* _REQUIRED WORK_
Retype the data below line for line, without any changes, and leave out the pictures.

* _RECORDS TO USE_
/---
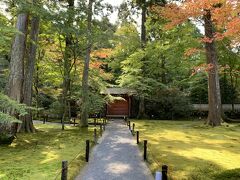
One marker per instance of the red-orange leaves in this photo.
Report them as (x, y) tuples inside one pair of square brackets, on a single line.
[(225, 15)]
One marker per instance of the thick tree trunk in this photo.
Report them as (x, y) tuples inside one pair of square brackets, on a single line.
[(15, 82), (27, 124), (85, 86), (141, 109), (214, 96), (16, 76), (67, 65)]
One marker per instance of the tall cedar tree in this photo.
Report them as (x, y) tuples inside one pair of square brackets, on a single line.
[(16, 76), (221, 18), (27, 124), (67, 64), (85, 77)]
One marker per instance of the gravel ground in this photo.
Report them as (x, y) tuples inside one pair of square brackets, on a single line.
[(116, 157)]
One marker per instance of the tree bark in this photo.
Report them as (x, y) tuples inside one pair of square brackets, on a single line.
[(27, 124), (214, 96), (67, 65), (141, 108), (16, 76), (85, 86)]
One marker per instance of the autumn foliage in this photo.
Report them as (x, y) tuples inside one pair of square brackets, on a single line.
[(225, 15)]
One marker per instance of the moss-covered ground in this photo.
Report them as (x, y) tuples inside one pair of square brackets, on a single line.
[(191, 149), (38, 156)]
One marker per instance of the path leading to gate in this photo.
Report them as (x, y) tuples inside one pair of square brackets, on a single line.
[(116, 157)]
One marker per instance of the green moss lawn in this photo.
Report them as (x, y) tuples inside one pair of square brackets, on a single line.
[(191, 149), (38, 156)]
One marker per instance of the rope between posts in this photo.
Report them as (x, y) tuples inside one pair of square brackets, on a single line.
[(153, 157), (59, 171)]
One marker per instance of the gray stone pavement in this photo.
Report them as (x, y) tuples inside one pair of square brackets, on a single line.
[(116, 157)]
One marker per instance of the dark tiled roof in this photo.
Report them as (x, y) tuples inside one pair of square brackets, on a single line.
[(119, 91)]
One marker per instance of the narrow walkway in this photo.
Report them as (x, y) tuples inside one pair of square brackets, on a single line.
[(116, 157)]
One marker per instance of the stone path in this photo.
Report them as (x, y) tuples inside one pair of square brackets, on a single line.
[(116, 157)]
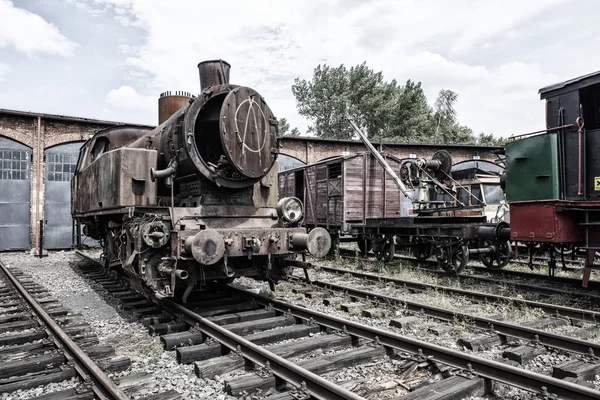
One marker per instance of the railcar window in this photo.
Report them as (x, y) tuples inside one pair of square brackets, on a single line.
[(493, 193), (476, 198), (334, 170), (14, 164)]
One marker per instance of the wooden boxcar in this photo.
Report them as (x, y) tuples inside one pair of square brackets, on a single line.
[(344, 191)]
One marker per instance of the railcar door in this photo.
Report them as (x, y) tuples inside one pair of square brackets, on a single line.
[(15, 181)]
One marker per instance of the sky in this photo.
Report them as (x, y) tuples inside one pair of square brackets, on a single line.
[(110, 59)]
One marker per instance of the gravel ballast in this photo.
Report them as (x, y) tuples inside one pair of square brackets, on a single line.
[(113, 326)]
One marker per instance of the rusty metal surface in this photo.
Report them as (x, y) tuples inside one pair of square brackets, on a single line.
[(540, 222), (249, 132), (171, 102), (213, 73), (207, 175), (118, 178)]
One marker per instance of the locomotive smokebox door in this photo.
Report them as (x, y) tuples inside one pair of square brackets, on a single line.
[(249, 132)]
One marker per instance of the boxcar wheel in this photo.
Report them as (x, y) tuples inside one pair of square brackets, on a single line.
[(422, 250), (458, 261), (364, 245), (386, 251), (499, 259)]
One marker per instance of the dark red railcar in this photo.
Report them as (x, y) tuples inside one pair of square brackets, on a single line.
[(553, 176)]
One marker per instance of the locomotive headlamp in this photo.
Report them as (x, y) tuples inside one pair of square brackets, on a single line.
[(290, 209)]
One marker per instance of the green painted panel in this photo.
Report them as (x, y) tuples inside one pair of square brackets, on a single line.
[(532, 168)]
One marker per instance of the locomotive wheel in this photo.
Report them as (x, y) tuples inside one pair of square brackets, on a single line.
[(386, 251), (564, 248), (364, 245), (422, 250), (458, 261), (498, 260)]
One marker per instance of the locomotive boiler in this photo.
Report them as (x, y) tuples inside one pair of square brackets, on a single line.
[(195, 200)]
\---
* _TASK OUTPUT_
One marker per instance of the red-orange leaves in this photo.
Report them as (x, y) tuples inside one pair of square brackets, on a single line.
[(225, 15)]
One marker per instance of the thick tree trunk in this photo.
Report them as (x, y) tuples inside one pair of square brackets, on a single line.
[(15, 82), (27, 124), (85, 86), (141, 109), (214, 96), (16, 76), (67, 65)]
One marker per instance of the tall cedar tree in this photo.
Report them as (x, y) tuples inside one pair of square brackets, on a single line.
[(16, 76), (221, 18), (27, 124), (67, 64), (85, 77)]
One marker per instance of the gravel ground in this photo.
Report them as (x, y) tuples inside one pair of square brackets, on a single line.
[(116, 157)]
One marker per instance of the tree bark in this photo.
Report them as (x, y) tuples inside one pair of square brackets, on a single line.
[(27, 124), (214, 96), (67, 65), (141, 108), (16, 76), (85, 86)]
One marker per instance of the autumn foliage in this photo.
Report them as (x, y) tuples inside one pair of square brackets, on a single line.
[(225, 15)]
One marker per instance of the moss-covered ground in this photo.
Report them as (x, y) tuples inside one pair of square brackets, on a single line.
[(191, 149), (38, 156)]
One marker per instance of the path leading to gate in this photo.
Report them as (x, y) tuples inside one pair of square brackets, on a single line.
[(116, 157)]
One marker per instance of the green moss lawn in this photo.
Report them as (x, y) tuples inside one pair of square brackets, on a single line.
[(191, 149), (38, 156)]
One marker per instance of the rope between posts in this photo.
Report them as (x, y) tuples inside one pair of square brackets, on a single line.
[(153, 157), (59, 171)]
One marker per instance of the gray stone pavement in this photo.
Report them as (x, y) tuples inside one pair of square brackets, on a single line.
[(116, 157)]
One marker per instance of the dark tiled roof in this photo.
Report them as (x, y) tuples inside one pair of square brackets, on a single line.
[(119, 91)]
One marker per instance of the narrow walkway in this photo.
Report them as (x, y) tuples inside one pair of square brackets, on a single line.
[(116, 157)]
One marker per instance of the stone path in this photo.
Report them as (x, y) tuples inside one pair of square brackets, on a single line.
[(116, 157)]
One marker per instance of the railcar window in this photo.
Report them as (x, y) tuples inside one pair of square brackets, on a single line.
[(493, 193), (476, 198), (334, 170), (14, 164)]
One marker per instance of the wooden boxcar in this photo.
Report them as (x, y) tuples inside one pair of square brackets, on a single line.
[(344, 191)]
One marker per instance of the railcar door in this photo.
Report them as (x, y) tuples inside one pair of square brackets, on a single line.
[(15, 181)]
One marker per instance of the sky in this photo.
Report them as (x, y) tuples inside one pair of square brackets, on a single line.
[(110, 59)]
One marker per instance of the gravel ballast in this photo.
Report them as (x, y) tuples inside one pair of square brackets, on a single line.
[(113, 326)]
One marker per instance of the rusty metal surface in this photo.
Report them as (x, y) tuples inside one pair of square brackets, on a single line.
[(540, 222), (249, 132), (171, 102), (213, 73), (207, 175), (118, 178)]
One marker per instance of the locomotive smokebox door in this photo.
Report them as (x, y) tuples inside one pair of square brackets, on a single line.
[(249, 132)]
One marker per instance of the boxcar wheel in this photo.
Report them as (x, y) tuples inside one pair of square brackets, on a single line.
[(422, 250), (458, 261), (364, 245), (386, 251), (499, 259)]
One marker per instance of the dark red railcar in this photo.
Report them as (x, y) tuples inside one pair of square brackets, on a single line.
[(553, 176)]
One marker per instance of the locomotive headlamp in this photo.
Report them as (x, y) tuples inside one pair of square brackets, on a single line.
[(290, 209)]
One marker per instance of the green painted panel in this photo.
Report them as (x, y) tuples inside one pair of square brackets, on a single line.
[(532, 168)]
One marker per instance of the locomotive wheel in this photo.
Report them as (x, y) tuples inside one pair of square brackets, on a single line.
[(386, 251), (564, 248), (364, 245), (422, 250), (458, 261), (498, 260)]
One marker per instance of the locomotive boiler in this photo.
Report them as (x, y) tuples inside one pair of square brackets, on a single line.
[(195, 200)]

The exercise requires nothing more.